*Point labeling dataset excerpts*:

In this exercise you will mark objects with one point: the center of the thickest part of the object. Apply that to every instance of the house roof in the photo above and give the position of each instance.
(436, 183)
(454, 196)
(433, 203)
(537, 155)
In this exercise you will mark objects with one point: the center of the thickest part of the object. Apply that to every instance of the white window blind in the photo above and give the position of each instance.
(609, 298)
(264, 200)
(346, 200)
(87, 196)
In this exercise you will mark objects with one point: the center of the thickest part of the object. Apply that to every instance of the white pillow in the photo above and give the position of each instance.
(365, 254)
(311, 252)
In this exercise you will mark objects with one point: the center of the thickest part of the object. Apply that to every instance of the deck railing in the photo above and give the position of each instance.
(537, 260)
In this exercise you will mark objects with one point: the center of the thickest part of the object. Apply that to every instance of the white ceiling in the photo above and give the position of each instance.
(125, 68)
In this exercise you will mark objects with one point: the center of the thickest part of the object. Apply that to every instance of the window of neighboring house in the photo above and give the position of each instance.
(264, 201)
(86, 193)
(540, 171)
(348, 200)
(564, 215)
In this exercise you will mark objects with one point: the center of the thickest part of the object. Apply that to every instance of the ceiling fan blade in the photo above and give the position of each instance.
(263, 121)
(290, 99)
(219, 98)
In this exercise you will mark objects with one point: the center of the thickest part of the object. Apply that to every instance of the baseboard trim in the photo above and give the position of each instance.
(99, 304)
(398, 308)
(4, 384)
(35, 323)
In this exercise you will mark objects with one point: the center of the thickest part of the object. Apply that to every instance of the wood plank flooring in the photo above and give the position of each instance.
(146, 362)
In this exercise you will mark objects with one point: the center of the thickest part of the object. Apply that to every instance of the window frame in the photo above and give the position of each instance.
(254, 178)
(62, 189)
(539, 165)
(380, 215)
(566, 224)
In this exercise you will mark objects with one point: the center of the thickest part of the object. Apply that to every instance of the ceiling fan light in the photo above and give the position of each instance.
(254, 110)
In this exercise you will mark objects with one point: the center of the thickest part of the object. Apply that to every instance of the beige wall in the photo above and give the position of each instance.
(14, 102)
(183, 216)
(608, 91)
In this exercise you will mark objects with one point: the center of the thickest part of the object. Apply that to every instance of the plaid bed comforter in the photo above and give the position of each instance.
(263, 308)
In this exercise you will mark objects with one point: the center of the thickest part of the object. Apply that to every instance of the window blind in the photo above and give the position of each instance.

*Task instructions*: Print back all the lines verbatim.

*Worked solution*:
In this exercise you will mark objects with one point: the center of the thickest part of the object. Apply that to every instance of the house roof in the photo above and give the position of each instance.
(436, 183)
(454, 196)
(433, 203)
(537, 155)
In this exercise you will mark objects with one point: the center of the thickest part of the object. Apply that to every instance of the white window blind in the photo above and give the position of each instance.
(609, 298)
(264, 200)
(346, 200)
(87, 196)
In this exercise you will mark objects with one point: the center of the thickest part of the object. Apply that to every instance of the white pillow in the photo above and give the position of each instance.
(365, 254)
(311, 252)
In this exercise you will mark objects with one point: the center of the thickest part of the object. Apply that to every instance of the deck railing in the photo above and give the position of each instance.
(537, 260)
In this exercise you will mark objects with one point: the center of the thickest part of the object. Apply that to every instance of the white ceiling in the photo above and give the position of each instance.
(125, 68)
In this exercise you will mark objects with one point: the center of the thickest part of the object. Apply that to every instance of the window of neighboring house in the photo above and give the position of each instance.
(264, 201)
(86, 193)
(540, 171)
(348, 200)
(564, 215)
In this exercise you will mark objects with one point: the center of the thickest part of the object. Apply that to every instance of the ceiling fan blade in the photo above and give the position of each instance.
(263, 121)
(290, 99)
(219, 98)
In this exercise you will mark objects with one point: the center of the thickest part of the object. Apply that to every instance of the baseboard trim in the photo above and give the position of each instance.
(99, 304)
(398, 308)
(4, 384)
(35, 323)
In this exercise you will mark objects with one point: the center of the thickest part of the object. Apply that to every instance of the wood plank flooring in the photo above and give the position of each instance.
(146, 362)
In this exercise you will mark objects with one point: the center of the thickest part of the object. Apply that to every instance of the window frame in the photo above and give the position of each instance.
(254, 178)
(62, 189)
(539, 165)
(380, 215)
(566, 224)
In this exercise you will mark objects with one point: the center of the thickest part of the object. Apply that to every instance of the ceiling fan light in the photo above and give the position of each instance.
(254, 110)
In this exercise you will mark objects with one point: the center of the thickest part of the object. Apply that to every instance of the beige wall in the photo above and give the position of each instance.
(14, 102)
(183, 216)
(608, 91)
In this exercise you will mark objects with one point: the center of the thickest part of the object. Apply that to every instance of the plaid bed comforter in the photo above and give the position of each instance.
(263, 308)
In this exercise you will mark objects with one point: the center of the thickest part of the object. Apply that to every instance of the window blind in the photo above and give the position of each instance.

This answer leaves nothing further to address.